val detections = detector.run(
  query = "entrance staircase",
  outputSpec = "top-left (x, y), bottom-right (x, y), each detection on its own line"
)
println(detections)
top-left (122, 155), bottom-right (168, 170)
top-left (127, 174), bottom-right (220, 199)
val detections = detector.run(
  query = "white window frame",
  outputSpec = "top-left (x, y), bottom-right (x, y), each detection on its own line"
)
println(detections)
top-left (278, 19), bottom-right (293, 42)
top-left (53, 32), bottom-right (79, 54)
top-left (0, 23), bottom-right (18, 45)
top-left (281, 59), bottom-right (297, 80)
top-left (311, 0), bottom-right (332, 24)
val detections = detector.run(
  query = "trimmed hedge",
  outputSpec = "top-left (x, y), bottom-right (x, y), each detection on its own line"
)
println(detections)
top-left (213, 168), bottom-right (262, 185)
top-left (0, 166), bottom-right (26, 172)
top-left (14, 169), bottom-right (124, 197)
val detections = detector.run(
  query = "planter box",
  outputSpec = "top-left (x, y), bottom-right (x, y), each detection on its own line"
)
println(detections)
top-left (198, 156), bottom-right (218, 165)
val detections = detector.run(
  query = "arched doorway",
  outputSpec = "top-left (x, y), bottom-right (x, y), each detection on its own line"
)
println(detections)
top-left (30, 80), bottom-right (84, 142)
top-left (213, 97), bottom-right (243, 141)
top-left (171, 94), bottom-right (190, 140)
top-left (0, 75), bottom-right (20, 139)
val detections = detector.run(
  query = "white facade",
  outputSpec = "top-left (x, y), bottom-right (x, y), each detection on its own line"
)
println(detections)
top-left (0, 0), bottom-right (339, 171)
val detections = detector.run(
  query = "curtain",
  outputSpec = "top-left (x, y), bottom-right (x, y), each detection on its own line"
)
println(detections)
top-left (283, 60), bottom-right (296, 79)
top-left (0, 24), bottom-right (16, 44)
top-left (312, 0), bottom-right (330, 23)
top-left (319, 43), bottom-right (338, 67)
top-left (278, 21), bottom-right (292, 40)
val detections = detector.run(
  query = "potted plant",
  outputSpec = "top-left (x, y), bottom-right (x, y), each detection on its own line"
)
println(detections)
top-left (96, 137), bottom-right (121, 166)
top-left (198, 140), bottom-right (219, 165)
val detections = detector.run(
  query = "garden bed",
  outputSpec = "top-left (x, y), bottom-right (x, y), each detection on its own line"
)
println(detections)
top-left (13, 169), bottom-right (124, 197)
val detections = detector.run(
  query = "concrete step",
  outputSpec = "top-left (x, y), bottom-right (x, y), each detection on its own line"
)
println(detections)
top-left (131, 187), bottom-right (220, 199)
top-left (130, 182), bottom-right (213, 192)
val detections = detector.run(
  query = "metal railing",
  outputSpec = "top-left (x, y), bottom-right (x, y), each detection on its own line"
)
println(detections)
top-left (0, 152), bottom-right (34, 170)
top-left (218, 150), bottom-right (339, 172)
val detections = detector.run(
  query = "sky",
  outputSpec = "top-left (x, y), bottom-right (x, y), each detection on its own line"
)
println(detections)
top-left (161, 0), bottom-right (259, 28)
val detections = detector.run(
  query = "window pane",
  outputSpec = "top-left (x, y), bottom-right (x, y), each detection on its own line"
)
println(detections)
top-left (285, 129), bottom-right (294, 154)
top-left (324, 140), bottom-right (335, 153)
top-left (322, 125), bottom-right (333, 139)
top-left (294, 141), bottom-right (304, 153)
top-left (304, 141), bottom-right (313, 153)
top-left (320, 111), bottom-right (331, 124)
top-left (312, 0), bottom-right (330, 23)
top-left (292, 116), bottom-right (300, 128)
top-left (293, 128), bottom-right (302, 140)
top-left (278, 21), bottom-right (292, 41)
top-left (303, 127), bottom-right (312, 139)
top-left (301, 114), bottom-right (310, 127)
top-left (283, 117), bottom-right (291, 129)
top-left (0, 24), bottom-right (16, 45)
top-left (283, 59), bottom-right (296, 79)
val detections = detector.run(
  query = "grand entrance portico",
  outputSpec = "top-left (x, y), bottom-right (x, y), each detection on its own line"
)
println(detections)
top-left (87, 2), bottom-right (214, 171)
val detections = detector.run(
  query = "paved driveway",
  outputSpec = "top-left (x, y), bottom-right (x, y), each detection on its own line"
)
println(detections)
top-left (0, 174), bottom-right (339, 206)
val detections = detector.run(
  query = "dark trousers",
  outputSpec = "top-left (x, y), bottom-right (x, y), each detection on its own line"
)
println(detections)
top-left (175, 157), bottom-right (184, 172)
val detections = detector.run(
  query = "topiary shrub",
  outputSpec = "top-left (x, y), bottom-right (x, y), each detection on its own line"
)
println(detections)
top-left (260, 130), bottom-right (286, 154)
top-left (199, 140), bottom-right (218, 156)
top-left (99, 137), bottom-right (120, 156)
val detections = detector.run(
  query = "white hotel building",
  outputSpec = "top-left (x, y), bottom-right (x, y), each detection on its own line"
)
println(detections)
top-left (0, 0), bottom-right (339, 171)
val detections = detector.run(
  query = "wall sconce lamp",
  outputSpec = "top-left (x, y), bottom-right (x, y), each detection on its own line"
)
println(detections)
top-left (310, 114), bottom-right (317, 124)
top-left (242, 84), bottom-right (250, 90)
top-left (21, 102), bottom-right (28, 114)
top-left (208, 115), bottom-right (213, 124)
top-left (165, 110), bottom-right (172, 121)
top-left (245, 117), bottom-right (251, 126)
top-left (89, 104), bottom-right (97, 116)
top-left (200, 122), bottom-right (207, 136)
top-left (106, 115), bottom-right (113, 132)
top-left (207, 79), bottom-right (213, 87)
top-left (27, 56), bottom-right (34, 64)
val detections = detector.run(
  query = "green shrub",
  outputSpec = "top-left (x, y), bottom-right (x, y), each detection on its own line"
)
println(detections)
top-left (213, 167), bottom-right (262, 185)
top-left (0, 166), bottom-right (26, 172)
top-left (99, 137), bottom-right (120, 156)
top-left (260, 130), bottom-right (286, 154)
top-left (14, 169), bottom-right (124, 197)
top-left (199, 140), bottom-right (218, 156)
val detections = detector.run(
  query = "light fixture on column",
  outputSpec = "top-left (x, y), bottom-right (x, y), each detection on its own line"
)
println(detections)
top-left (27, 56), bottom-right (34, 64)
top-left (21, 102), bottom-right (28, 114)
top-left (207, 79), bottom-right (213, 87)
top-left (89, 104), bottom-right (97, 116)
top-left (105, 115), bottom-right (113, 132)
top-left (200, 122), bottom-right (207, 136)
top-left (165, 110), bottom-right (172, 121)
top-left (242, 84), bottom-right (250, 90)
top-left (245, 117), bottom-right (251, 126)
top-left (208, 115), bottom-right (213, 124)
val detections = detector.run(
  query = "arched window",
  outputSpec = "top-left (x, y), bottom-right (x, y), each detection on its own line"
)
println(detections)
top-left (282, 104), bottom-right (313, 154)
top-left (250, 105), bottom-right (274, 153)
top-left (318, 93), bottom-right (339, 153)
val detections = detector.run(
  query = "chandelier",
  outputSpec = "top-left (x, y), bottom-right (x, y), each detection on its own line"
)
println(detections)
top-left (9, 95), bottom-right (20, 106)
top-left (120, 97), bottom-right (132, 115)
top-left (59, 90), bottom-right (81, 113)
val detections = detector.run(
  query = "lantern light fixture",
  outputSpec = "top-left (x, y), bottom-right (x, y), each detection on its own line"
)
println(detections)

--

Provide an exact reproduction of all the entries shown above.

val detections = detector.run(
  query = "entrance staircase",
  outputSpec = "top-left (x, y), bottom-right (x, y), each detection on its own line"
)
println(detections)
top-left (122, 155), bottom-right (168, 170)
top-left (127, 174), bottom-right (220, 199)
val detections = detector.run(
  query = "white window frame",
  outputSpec = "top-left (x, y), bottom-right (x, y), each detection on its own line"
)
println(detections)
top-left (278, 19), bottom-right (293, 42)
top-left (53, 32), bottom-right (79, 54)
top-left (0, 23), bottom-right (18, 45)
top-left (281, 59), bottom-right (297, 80)
top-left (311, 0), bottom-right (332, 24)
val detections = detector.run(
  query = "trimmed hedge",
  outputSpec = "top-left (x, y), bottom-right (x, y), each detection on its own line"
)
println(detections)
top-left (213, 168), bottom-right (262, 185)
top-left (0, 166), bottom-right (26, 172)
top-left (14, 169), bottom-right (124, 197)
val detections = detector.run(
  query = "planter box",
  outputSpec = "top-left (x, y), bottom-right (x, y), each detection on its own line"
)
println(detections)
top-left (198, 156), bottom-right (218, 165)
val detections = detector.run(
  query = "arched doorway",
  outputSpec = "top-left (x, y), bottom-right (x, y), each detection on its own line"
)
println(detections)
top-left (30, 80), bottom-right (84, 142)
top-left (213, 97), bottom-right (243, 141)
top-left (171, 94), bottom-right (190, 140)
top-left (0, 75), bottom-right (20, 139)
val detections = detector.run(
  query = "white facade",
  outputSpec = "top-left (x, y), bottom-right (x, y), each detection on its own line"
)
println(detections)
top-left (0, 0), bottom-right (339, 171)
val detections = detector.run(
  query = "curtain",
  outputSpec = "top-left (x, y), bottom-right (x, y), each detection on its own line"
)
println(detections)
top-left (283, 60), bottom-right (296, 79)
top-left (0, 24), bottom-right (16, 44)
top-left (312, 0), bottom-right (330, 23)
top-left (319, 43), bottom-right (338, 67)
top-left (278, 21), bottom-right (292, 40)
val detections = detector.run(
  query = "potted plant",
  outputSpec = "top-left (x, y), bottom-right (x, y), each detection on its own line"
)
println(detections)
top-left (96, 137), bottom-right (121, 166)
top-left (198, 140), bottom-right (219, 165)
val detections = detector.run(
  query = "garden bed",
  outputSpec = "top-left (x, y), bottom-right (x, y), each detection on its own line"
)
println(detections)
top-left (13, 169), bottom-right (124, 197)
val detections = detector.run(
  query = "concrete step",
  outputSpec = "top-left (x, y), bottom-right (x, y), each detection on its own line"
)
println(detections)
top-left (131, 187), bottom-right (220, 199)
top-left (130, 182), bottom-right (213, 192)
val detections = detector.run(
  query = "metal railing",
  outputSpec = "top-left (x, y), bottom-right (x, y), each detection on its own line"
)
println(detections)
top-left (0, 152), bottom-right (34, 170)
top-left (218, 150), bottom-right (339, 172)
val detections = detector.run(
  query = "sky",
  outputSpec = "top-left (x, y), bottom-right (x, y), each detection on its own line"
)
println(detections)
top-left (161, 0), bottom-right (259, 28)
val detections = detector.run(
  query = "window pane",
  outputSpec = "top-left (x, y), bottom-right (x, y), each detection on its own line"
)
println(detections)
top-left (285, 129), bottom-right (294, 154)
top-left (324, 140), bottom-right (335, 153)
top-left (322, 125), bottom-right (333, 139)
top-left (294, 141), bottom-right (304, 153)
top-left (304, 141), bottom-right (313, 153)
top-left (320, 111), bottom-right (331, 124)
top-left (312, 0), bottom-right (330, 23)
top-left (292, 116), bottom-right (300, 128)
top-left (293, 128), bottom-right (302, 140)
top-left (278, 21), bottom-right (292, 41)
top-left (303, 127), bottom-right (312, 139)
top-left (301, 114), bottom-right (310, 127)
top-left (283, 117), bottom-right (291, 129)
top-left (0, 24), bottom-right (16, 45)
top-left (283, 59), bottom-right (296, 79)
val detections = detector.run(
  query = "grand entrance portico",
  outputSpec = "top-left (x, y), bottom-right (x, y), each detection on its own line"
)
println(detections)
top-left (87, 2), bottom-right (214, 171)
val detections = detector.run(
  query = "paved driveway",
  outputSpec = "top-left (x, y), bottom-right (x, y), each detection on its own line"
)
println(detections)
top-left (0, 174), bottom-right (339, 206)
val detections = detector.run(
  query = "dark trousers",
  outputSpec = "top-left (x, y), bottom-right (x, y), each detection on its own line"
)
println(detections)
top-left (175, 157), bottom-right (184, 172)
val detections = detector.run(
  query = "topiary shrub",
  outputSpec = "top-left (x, y), bottom-right (x, y), each detection on its own line"
)
println(detections)
top-left (260, 130), bottom-right (286, 154)
top-left (199, 140), bottom-right (218, 156)
top-left (99, 137), bottom-right (120, 156)
val detections = detector.run(
  query = "white hotel building",
  outputSpec = "top-left (x, y), bottom-right (x, y), each detection on its own line"
)
println(detections)
top-left (0, 0), bottom-right (339, 171)
val detections = detector.run(
  query = "wall sconce lamp",
  outputSpec = "top-left (x, y), bottom-right (x, y), each detection on its own line"
)
println(detections)
top-left (310, 114), bottom-right (317, 124)
top-left (242, 84), bottom-right (250, 90)
top-left (21, 102), bottom-right (28, 114)
top-left (208, 115), bottom-right (213, 124)
top-left (165, 110), bottom-right (172, 121)
top-left (245, 117), bottom-right (251, 126)
top-left (89, 104), bottom-right (97, 116)
top-left (200, 122), bottom-right (207, 136)
top-left (106, 115), bottom-right (113, 132)
top-left (207, 79), bottom-right (213, 87)
top-left (27, 56), bottom-right (34, 64)
val detections = detector.run(
  query = "green shrub",
  outputSpec = "top-left (x, y), bottom-right (x, y), each detection on its own line"
)
println(detections)
top-left (213, 167), bottom-right (262, 185)
top-left (0, 166), bottom-right (26, 172)
top-left (99, 137), bottom-right (120, 156)
top-left (260, 130), bottom-right (286, 154)
top-left (14, 169), bottom-right (124, 197)
top-left (199, 140), bottom-right (218, 156)
val detections = detector.run(
  query = "light fixture on column",
  outputSpec = "top-left (x, y), bottom-right (x, y), each detection on its own line"
)
println(detections)
top-left (27, 56), bottom-right (34, 64)
top-left (21, 102), bottom-right (28, 114)
top-left (207, 79), bottom-right (213, 87)
top-left (89, 104), bottom-right (97, 116)
top-left (105, 115), bottom-right (113, 132)
top-left (200, 122), bottom-right (207, 136)
top-left (165, 110), bottom-right (172, 121)
top-left (242, 84), bottom-right (250, 90)
top-left (245, 117), bottom-right (251, 126)
top-left (208, 115), bottom-right (213, 124)
val detections = detector.run(
  query = "arched window",
  outputSpec = "top-left (x, y), bottom-right (x, y), each detection on its own line"
)
println(detections)
top-left (282, 104), bottom-right (313, 154)
top-left (250, 105), bottom-right (274, 153)
top-left (318, 93), bottom-right (339, 153)
val detections = detector.run(
  query = "chandelier",
  outputSpec = "top-left (x, y), bottom-right (x, y), each detection on its own line"
)
println(detections)
top-left (9, 95), bottom-right (20, 106)
top-left (120, 97), bottom-right (132, 115)
top-left (59, 90), bottom-right (81, 113)
val detections = detector.run(
  query = "lantern light fixture",
  outputSpec = "top-left (x, y), bottom-right (x, y), each detection on its own line"
)
println(detections)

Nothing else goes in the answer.